• _Material to process_
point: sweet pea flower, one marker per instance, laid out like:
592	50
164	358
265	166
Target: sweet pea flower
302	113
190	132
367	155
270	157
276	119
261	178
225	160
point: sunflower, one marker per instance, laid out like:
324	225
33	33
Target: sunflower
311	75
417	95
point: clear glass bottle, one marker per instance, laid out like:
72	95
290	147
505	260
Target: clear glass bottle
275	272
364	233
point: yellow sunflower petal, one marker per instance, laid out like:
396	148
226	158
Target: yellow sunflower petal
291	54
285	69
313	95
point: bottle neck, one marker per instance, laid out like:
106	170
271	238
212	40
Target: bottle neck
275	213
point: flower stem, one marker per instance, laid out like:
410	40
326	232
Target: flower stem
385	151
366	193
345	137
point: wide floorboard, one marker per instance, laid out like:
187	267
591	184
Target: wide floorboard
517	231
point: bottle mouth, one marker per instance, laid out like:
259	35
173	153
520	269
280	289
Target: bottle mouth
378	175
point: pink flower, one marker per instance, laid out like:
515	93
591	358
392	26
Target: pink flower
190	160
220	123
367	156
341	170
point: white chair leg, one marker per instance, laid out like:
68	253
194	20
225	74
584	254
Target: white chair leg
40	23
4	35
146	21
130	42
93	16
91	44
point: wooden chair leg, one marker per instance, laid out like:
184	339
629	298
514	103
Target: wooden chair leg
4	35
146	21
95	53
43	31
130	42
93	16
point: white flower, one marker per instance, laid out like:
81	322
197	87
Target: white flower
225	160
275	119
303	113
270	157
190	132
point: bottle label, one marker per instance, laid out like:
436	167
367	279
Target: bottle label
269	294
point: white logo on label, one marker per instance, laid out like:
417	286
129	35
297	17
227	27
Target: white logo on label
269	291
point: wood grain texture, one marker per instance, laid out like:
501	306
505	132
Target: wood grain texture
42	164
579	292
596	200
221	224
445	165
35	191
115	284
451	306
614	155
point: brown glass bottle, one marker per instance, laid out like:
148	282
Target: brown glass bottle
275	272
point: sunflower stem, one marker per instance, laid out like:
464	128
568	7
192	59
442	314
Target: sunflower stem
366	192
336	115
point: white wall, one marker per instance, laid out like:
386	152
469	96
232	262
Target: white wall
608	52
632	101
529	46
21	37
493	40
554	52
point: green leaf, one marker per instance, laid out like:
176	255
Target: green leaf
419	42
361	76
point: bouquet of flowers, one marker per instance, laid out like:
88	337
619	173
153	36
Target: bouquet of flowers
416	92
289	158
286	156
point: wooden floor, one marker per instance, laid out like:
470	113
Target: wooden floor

• _Task instructions_
Each line of the listing must be transcribed precisely as it appears.

• _Result for this task_
point: sweet pea flower, one marker per instance, laid out like:
592	50
164	358
265	166
Target: sweet pea flower
302	113
190	132
367	155
270	157
276	119
261	178
225	160
point: sunflower, one marker per instance, laid out like:
324	225
33	33
Target: sunflower
311	75
417	95
point: clear glass bottle, one marker per instance, laid out like:
72	95
290	147
505	260
Target: clear glass bottle
275	272
364	233
point: yellow sunflower petal, one marker per instance, laid out like:
396	148
226	158
Target: yellow sunflower petal
291	54
285	69
313	95
point: bottle neck, one marker per instance, laid out like:
106	170
271	238
212	40
Target: bottle neck
275	213
point: flower stem, one marker per instance, laid out like:
410	40
326	232
Target: flower stem
385	151
366	193
345	137
point: wide floorboard, one marker per instance, laid out like:
187	267
591	184
Target: wide floorboard
517	231
point: bottle mouth, one marker per instance, laid out like:
259	35
173	153
520	269
280	289
Target: bottle mouth
378	175
point: pink flower, one marker per instance, laid out like:
515	93
591	358
392	26
Target: pink flower
190	160
220	123
367	156
341	170
point: white chair leg, one marker per instance, laid out like:
68	253
194	20
225	74
584	254
Target: white chair leg
40	23
4	35
146	21
130	42
93	16
91	44
point: wooden chair leg, one marker per instance, laid out like:
184	339
629	298
514	103
Target: wooden chair leg
4	35
146	21
95	53
43	31
130	42
93	16
point: white flower, one marker per instance, laid out like:
81	322
197	87
Target: white flower
225	160
275	119
303	113
270	157
190	132
point: bottle label, one marker per instance, laid out like:
436	167
367	279
Target: bottle label
269	294
point: white logo on label, one marker per instance, laid out like:
417	286
129	35
297	17
227	27
Target: white logo on label
269	291
point: wood grain texture, one marker per instance, laid out like:
501	306
505	132
Target: wood grain texture
42	164
579	292
596	200
221	224
445	165
35	191
115	284
451	306
614	155
point: brown glass bottle, one marker per instance, laid out like:
148	282
Target: brown glass bottle
275	272
point: sunflower stem, one marker per instance, laid out like:
464	128
568	7
192	59
442	314
Target: sunflower stem
366	192
336	115
point: white wall, one marker per instance, laid out like:
386	152
469	96
232	262
Target: white wall
608	52
632	101
529	46
21	37
493	40
554	52
point: green leaf, one marker per instance, laid out like:
176	255
Target: green leaf
419	42
361	76
point: bouquet of flowers, one marker per instance, laid out like:
88	337
619	173
153	36
Target: bouquet of flowers
416	92
289	158
286	156
point: wooden floor, one marker per instance, laid out like:
470	113
Target: wooden floor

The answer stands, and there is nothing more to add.